Lesetext:

___

Das Bundesamt ist nicht verpflichtet, den Asylantrag des Antragstellers trotz der alleinigen Zuständigkeit der Schweiz gemäß Art. 3 Abs. 2 Dublin-II-Verordnung (entspricht Art. 17 Abs. 1 Dublin-III-Verordnung) selbst inhaltlich zu prüfen.

1.2.1

Das in der Dublin-II-Verordnung und in weiteren Rechtsakten geregelte Gemeinsame Europäische Asylsystem beruht auf der Überzeugung und dem gegenseitigen Vertrauen darauf, dass alle daran beteiligten Staaten die Grundrechte einschließlich der Rechte beachten, die sich aus dem Abkommen vom 28. Juli 1951 und dem Protokoll vom 31. Januar 1967 über die Rechtsstellung der Flüchtlinge (Genfer Flüchtlingskonvention) sowie der Konvention zum Schutz der Menschenrechte und Grundfreiheiten (EMRK) ergeben. Auf der Grundlage dieses Prinzips des gegenseitigen Vertrauens hat der Unionsgesetzgeber die Dublin-II-Verordnung erlassen und weitere Übereinkommen geschlossen, um die Behandlung der Asylanträge zu rationalisieren und zu verhindern, dass das Gemeinsame Europäische Asylsystem nicht dadurch ins Stocken gerät, dass die staatlichen (europäischen) Behörden mehrere Anträge desselben Antragstellers bearbeiten müssen. Darüber hinaus soll verhindert werden, dass nebeneinander bestehende Zuständigkeiten um bestimmter rechtlicher oder tatsächlicher Vorteile willen (systematisch) ausgenutzt werden. Unter diesen Bedingungen muss die Vermutung gelten, dass die Behandlung der Asylbewerber in jedem europäischen Mitgliedstaat im Einklang mit den Erfordernissen der Charta der Grundrechte der Europäischen Union vom 14. Dezember 2007 (Abl. C 303, S. 1), der Genfer Flüchtlingskonvention und der EMRK steht. Diese Vermutung ist allerdings nicht unumstößlich. Es obliegt deshalb den Mitgliedstaaten, einen Asylbewerber nicht an den „zuständigen Mitgliedstaat“ im Sinn der Dublin-II-Verordnung zu überstellen, wenn ihnen nicht unbekannt sein kann, dass das Asylverfahren und die Aufnahmebedingungen in diesem Staat systemische Mängel aufweisen, die ernsthafte und durch Tatsachen bestätigte Gründe für die Annahme darstellen, dass der Antragsteller tatsächlich Gefahr läuft, einer unmenschlichen oder erniedrigenden Behandlung im Sinn des Art. 3 EMRK ausgesetzt zu werden (vgl. EuGH, U.v. 21.12.2011- C-411/10 u. C-493/10 - NVwZ 2012, 417/419 f. und U.v. 14.11.2013 - C-4/11 - NVwZ 2014, 129/130). Davon ist auszugehen, wenn das Asylverfahren und/oder die Aufnahmebedingungen im zuständigen Mitgliedstaat aufgrund größerer Funktionsstörungen regelhaft so defizitär sind, dass anzunehmen ist, auch dem Asylbewerber im konkret zu entscheidenden Fall werde mit beachtlicher Wahrscheinlichkeit eine unmenschliche oder erniedrigende Behandlung drohen (vgl. BVerwG, B.v. 19.3.2014 - 10 B 6/14 - juris).

___

Bereitgestellte Angaben:
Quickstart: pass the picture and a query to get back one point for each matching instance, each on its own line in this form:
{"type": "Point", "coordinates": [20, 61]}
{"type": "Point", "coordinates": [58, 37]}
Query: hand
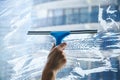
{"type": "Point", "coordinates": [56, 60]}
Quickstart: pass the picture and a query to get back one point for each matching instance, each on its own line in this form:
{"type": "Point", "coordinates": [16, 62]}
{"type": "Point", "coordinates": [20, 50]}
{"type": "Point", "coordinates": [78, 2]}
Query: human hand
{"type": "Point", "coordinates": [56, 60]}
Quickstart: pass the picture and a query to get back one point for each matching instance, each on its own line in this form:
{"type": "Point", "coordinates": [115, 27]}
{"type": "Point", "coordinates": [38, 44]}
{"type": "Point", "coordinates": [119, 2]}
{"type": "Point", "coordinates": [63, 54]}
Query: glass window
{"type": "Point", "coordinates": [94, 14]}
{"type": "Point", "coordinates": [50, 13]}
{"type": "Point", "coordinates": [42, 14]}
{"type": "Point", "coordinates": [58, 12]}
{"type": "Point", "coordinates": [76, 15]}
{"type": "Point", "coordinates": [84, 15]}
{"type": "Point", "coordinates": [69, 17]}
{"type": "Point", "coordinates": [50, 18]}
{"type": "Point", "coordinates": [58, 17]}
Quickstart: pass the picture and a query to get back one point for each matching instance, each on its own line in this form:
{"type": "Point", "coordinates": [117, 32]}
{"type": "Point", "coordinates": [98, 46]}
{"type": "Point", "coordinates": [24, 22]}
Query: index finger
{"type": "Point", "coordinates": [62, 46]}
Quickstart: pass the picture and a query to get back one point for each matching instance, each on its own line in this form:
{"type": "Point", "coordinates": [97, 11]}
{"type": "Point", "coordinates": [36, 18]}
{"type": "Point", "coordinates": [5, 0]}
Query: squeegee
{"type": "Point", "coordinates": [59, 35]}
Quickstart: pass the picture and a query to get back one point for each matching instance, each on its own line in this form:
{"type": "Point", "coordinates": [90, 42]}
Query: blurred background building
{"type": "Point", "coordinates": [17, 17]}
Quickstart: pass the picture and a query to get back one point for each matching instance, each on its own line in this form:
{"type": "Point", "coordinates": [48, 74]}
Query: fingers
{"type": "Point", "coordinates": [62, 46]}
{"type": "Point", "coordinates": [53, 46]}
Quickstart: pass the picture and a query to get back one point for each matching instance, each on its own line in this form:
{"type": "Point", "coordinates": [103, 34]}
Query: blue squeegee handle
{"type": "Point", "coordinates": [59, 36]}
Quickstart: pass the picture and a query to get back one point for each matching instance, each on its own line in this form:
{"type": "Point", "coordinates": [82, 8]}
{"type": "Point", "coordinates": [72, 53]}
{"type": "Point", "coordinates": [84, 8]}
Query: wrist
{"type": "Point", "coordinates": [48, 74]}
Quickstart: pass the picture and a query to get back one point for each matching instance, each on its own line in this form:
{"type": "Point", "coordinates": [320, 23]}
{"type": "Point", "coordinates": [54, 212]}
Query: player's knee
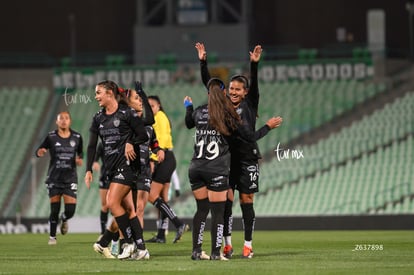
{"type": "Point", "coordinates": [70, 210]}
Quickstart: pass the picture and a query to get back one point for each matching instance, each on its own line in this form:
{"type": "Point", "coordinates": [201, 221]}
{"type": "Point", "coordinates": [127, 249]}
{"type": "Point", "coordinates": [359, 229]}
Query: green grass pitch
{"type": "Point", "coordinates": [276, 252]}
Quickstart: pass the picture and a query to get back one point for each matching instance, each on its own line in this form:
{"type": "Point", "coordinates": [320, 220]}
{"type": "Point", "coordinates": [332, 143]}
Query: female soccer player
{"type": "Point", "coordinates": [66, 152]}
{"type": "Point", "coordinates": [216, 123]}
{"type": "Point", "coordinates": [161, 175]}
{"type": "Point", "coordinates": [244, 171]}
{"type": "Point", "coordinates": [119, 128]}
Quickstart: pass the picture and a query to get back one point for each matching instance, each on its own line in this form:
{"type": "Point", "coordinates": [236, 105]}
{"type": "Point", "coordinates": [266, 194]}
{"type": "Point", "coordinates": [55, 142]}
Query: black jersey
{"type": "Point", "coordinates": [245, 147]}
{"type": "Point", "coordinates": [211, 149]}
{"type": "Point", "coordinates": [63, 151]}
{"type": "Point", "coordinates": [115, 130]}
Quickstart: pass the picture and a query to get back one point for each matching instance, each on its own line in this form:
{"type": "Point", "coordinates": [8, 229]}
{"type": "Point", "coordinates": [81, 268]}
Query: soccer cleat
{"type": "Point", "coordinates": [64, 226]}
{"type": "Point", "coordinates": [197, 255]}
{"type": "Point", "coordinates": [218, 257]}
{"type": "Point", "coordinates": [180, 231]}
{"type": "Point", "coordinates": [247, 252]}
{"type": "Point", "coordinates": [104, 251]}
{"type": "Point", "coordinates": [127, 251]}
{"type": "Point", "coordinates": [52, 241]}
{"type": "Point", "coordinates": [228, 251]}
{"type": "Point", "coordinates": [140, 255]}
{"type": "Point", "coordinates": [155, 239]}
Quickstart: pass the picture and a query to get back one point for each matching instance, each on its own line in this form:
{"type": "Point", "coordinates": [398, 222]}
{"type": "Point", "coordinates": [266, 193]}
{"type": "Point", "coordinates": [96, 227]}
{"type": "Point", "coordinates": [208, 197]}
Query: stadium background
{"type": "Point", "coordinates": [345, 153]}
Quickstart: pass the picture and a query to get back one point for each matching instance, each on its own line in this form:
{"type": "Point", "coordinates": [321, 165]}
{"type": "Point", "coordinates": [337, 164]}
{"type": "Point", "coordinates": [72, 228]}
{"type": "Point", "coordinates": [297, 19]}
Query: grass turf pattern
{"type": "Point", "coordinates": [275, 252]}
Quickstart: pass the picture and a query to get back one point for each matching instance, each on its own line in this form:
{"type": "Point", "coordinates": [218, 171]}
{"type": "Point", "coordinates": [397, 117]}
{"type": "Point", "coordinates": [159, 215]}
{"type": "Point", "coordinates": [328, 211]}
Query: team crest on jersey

___

Aufgabe 1: Gib den Abschnitt des Lesetextes von "Das Bundesamt ist" bis "inhaltlich zu prüfen." wieder und tausche dabei "Schweiz" gegen "Italien" aus.
Aufgabe 2: Bitte führe alle Gerichtsentscheidungen auf, auf die der Lesetext verweist, jeweils mit Gericht, Datum und Aktenzeichen.
Die Einträge haben hiermit nichts zu tun.

Schriftliche Antwort 1:
Das Bundesamt ist nicht verpflichtet, den Asylantrag des Antragstellers trotz der alleinigen Zuständigkeit der Italien gemäß Art. 3 Abs. 2 Dublin-II-Verordnung (entspricht Art. 17 Abs. 1 Dublin-III-Verordnung) selbst inhaltlich zu prüfen.

Schriftliche Antwort 2:
- EuGH, U.v. 21.12.2011, C-411/10 u. C-493/10
- EuGH, U.v. 14.11.2013, C-4/11
- BVerwG, B.v. 19.3.2014, 10 B 6/14